DATA IN THIS EXERCISE below:

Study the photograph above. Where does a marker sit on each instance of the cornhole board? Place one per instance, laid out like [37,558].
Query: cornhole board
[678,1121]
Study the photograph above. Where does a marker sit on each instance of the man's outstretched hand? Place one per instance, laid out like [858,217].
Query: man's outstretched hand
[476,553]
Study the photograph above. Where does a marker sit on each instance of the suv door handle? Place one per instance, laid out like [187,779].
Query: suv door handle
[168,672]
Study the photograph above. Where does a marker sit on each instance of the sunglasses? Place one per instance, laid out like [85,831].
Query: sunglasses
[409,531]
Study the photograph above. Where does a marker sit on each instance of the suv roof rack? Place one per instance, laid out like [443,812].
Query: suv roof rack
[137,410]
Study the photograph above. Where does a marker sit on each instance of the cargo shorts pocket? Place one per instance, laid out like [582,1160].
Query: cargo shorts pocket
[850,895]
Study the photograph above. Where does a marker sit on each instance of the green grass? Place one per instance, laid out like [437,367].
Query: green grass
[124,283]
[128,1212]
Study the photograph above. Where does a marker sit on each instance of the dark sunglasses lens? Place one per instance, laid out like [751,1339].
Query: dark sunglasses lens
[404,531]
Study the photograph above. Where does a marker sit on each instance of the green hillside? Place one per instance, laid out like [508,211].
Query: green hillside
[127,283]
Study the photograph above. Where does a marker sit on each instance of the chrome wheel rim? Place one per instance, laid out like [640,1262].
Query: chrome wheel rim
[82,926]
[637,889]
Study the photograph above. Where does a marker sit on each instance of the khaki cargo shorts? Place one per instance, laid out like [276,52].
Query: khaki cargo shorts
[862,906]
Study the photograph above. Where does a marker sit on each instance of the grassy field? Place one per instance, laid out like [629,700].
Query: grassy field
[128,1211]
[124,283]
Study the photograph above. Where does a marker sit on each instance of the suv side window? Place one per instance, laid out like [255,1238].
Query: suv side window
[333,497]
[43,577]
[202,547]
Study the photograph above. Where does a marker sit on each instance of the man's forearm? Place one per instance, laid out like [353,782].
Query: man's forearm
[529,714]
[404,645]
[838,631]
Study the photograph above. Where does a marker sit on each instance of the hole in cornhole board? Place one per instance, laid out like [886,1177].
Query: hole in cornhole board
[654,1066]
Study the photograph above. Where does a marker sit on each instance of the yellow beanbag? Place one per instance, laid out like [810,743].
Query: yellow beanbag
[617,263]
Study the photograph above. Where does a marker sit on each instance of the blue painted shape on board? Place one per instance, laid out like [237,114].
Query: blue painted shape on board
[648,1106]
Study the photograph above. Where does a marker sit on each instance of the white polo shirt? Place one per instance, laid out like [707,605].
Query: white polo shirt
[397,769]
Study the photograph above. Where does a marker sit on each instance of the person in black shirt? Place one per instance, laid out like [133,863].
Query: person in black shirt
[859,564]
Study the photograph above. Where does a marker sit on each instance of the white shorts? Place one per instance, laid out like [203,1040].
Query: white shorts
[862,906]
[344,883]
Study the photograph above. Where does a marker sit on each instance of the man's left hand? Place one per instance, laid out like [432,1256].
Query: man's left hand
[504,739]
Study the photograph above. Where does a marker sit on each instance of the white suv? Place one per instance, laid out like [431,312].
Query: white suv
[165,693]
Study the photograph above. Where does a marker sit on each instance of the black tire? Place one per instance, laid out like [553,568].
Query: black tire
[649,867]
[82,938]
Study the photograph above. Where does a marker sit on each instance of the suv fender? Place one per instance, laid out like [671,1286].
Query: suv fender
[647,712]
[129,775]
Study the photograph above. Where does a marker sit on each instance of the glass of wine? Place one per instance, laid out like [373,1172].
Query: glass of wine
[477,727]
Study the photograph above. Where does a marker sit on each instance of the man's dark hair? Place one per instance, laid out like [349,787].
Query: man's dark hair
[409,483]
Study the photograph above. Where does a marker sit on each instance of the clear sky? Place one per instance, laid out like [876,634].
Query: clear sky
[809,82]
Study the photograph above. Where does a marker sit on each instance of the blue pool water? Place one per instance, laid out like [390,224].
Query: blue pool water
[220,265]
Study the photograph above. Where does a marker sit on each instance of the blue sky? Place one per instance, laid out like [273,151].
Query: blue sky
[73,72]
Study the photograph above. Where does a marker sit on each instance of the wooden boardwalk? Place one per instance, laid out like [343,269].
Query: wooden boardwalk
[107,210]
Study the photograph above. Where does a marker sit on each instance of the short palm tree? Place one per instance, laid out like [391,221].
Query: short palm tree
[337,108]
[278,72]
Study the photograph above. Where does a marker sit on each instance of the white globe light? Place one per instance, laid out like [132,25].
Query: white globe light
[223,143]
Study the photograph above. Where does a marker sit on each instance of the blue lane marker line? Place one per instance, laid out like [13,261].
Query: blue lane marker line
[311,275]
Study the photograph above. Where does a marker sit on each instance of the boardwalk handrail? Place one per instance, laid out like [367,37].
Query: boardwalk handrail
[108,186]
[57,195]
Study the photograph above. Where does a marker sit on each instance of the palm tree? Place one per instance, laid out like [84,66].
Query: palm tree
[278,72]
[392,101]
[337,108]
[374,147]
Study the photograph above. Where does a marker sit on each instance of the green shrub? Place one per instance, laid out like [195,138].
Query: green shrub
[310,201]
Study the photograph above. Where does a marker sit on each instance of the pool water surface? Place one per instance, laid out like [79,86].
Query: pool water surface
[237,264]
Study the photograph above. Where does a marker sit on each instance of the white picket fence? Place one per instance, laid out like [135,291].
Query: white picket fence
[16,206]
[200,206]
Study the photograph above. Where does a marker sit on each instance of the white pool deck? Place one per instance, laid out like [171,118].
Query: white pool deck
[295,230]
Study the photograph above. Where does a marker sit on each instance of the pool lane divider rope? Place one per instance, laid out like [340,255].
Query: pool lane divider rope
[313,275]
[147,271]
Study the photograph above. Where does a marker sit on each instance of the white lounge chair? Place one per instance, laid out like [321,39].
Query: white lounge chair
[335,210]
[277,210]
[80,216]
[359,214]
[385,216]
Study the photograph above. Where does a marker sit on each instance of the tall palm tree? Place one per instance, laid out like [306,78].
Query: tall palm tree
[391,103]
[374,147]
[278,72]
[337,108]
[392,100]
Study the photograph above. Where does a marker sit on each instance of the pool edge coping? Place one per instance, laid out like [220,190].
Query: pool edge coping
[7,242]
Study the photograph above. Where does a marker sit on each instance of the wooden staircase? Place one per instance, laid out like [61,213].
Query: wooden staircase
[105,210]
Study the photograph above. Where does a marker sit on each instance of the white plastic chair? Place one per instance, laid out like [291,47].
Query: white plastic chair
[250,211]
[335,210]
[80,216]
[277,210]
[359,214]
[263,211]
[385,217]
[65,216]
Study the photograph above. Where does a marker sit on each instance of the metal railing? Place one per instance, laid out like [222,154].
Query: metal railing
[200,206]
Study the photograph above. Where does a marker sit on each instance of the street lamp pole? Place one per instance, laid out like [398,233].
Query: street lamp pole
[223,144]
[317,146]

End of DATA IN THIS EXERCISE.

## EXERCISE INSTRUCTIONS:
Only the lines from the one containing "out like [321,39]." through the end of the entries above should be written out, exactly and in full.

## EXERCISE RESPONSE:
Study the photograph above. Where does a marker sit on each instance of the white lounge chair? Place one per instance, laid out like [321,39].
Query: white lounge chair
[335,210]
[277,210]
[80,216]
[359,214]
[385,216]
Study the photograph above. Where does a marker sit on each instance of the tall palm tree? Place one per instance, laid out like [306,78].
Query: tall palm tree
[391,103]
[374,147]
[278,72]
[337,108]
[392,100]
Study the photograph above. Where does a marker sit on each instance of the pool edge coping? Place one per instance, laid out like [220,190].
Query: pool edge coping
[7,242]
Study the photograph above. Where does a marker sit on each instance of the wooden staircase? Place one per instance, laid out like [61,213].
Query: wooden staircase
[105,210]
Study the photograph above. Where does a marker sit on each instance of the white plastic chair? Place one per instance, laid out like [291,47].
Query: white plastic chair
[250,211]
[335,210]
[80,216]
[277,210]
[359,214]
[263,211]
[385,217]
[65,216]
Study the photograph above. Where does a marker sit on each instance of the metal railing? Place one per instance, laid out like [222,154].
Query: metal railing
[200,206]
Study the photograph above. Where does a marker sit on each instance of the street lamp pole? Place one per instance, laid out like [398,233].
Query: street lamp pole
[223,144]
[317,146]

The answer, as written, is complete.